-- start of Records for the task --
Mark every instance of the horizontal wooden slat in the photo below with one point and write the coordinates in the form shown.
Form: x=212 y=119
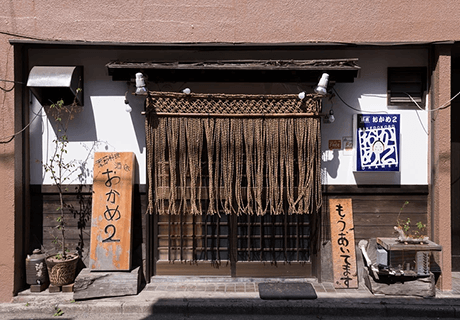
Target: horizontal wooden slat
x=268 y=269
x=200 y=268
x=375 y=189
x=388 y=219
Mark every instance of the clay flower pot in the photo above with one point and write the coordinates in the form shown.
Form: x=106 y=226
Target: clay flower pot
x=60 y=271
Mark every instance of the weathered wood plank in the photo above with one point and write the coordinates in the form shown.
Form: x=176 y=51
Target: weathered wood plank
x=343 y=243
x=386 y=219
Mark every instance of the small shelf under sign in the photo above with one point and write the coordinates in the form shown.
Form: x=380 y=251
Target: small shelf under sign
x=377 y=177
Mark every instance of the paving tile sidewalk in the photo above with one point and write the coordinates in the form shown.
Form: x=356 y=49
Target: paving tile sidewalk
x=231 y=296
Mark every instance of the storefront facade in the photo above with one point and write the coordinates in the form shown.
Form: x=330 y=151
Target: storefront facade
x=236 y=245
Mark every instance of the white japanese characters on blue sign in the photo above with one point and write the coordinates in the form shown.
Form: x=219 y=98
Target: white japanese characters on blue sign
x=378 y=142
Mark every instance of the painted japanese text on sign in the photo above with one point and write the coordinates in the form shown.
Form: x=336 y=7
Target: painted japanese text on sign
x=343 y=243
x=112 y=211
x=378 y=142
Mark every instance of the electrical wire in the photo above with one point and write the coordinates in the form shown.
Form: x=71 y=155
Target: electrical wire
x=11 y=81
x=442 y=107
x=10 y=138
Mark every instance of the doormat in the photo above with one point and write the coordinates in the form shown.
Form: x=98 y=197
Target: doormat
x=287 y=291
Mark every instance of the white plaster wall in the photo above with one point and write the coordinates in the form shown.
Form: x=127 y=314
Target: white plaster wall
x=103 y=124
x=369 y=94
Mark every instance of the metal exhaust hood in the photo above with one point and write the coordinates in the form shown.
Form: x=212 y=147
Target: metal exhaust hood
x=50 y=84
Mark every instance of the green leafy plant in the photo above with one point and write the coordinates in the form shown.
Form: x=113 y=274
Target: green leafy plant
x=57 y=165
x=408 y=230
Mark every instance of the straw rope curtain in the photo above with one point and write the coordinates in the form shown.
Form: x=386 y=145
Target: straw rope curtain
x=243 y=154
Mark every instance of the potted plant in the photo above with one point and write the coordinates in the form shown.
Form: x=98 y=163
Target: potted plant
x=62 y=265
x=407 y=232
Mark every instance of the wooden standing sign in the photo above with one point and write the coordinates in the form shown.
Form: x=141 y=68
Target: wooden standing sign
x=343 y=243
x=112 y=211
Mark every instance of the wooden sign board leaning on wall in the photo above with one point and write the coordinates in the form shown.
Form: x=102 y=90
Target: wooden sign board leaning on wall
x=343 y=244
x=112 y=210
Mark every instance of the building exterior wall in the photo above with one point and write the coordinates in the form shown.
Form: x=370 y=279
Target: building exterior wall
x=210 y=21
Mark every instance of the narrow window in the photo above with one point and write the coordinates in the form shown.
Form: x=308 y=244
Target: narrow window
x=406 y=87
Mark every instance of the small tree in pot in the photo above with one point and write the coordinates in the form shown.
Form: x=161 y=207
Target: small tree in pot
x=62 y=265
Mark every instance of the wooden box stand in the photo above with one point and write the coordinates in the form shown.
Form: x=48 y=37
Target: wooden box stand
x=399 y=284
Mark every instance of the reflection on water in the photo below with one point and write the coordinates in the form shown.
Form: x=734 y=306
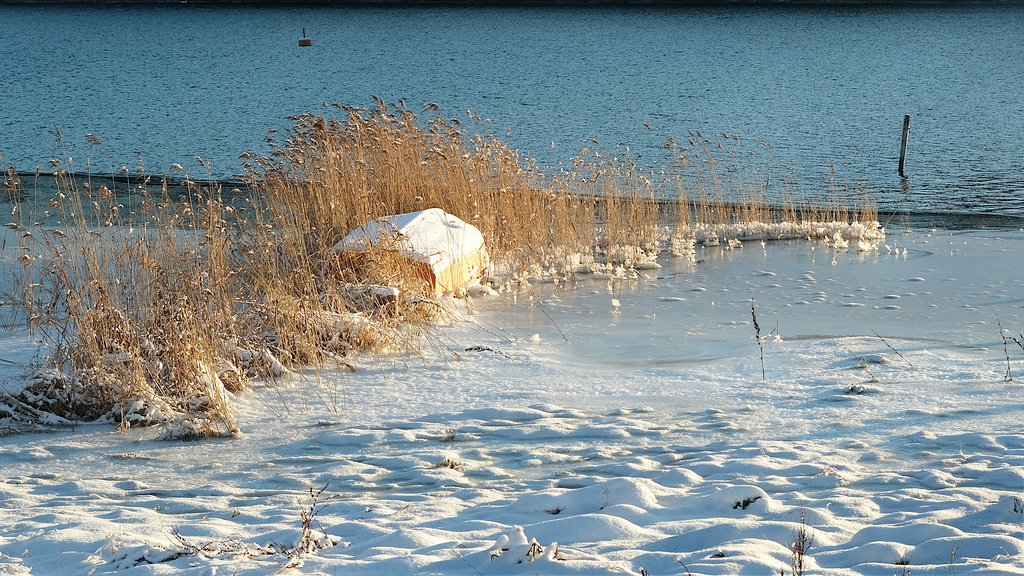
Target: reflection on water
-- end of Records for the task --
Please reproduce the lines of the listing above verbatim, starting with the line that contains "Mark every instance of the white plaster" and going on through the line that contains "x=243 y=154", with both of those lines included.

## Answer to this exercise
Mark every instance of the white plaster wall in the photo above with one point and write the coordinates in the form shown.
Form: x=127 y=314
Target: white plaster wall
x=103 y=124
x=369 y=94
Mark every instance of the metal exhaust hood in the photo above with one point and write the coordinates in the form shown.
Form: x=212 y=147
Target: metal exhaust hood
x=50 y=84
Mark every instance of the green leafy plant in the photo above with one point and write the coordinates in the form shown.
Form: x=113 y=274
Target: green leafy plant
x=57 y=165
x=408 y=230
Mark every instance of the straw rope curtain in the photo above with one point and write the coordinates in the form shown.
Form: x=386 y=145
Target: straw rope curtain
x=243 y=154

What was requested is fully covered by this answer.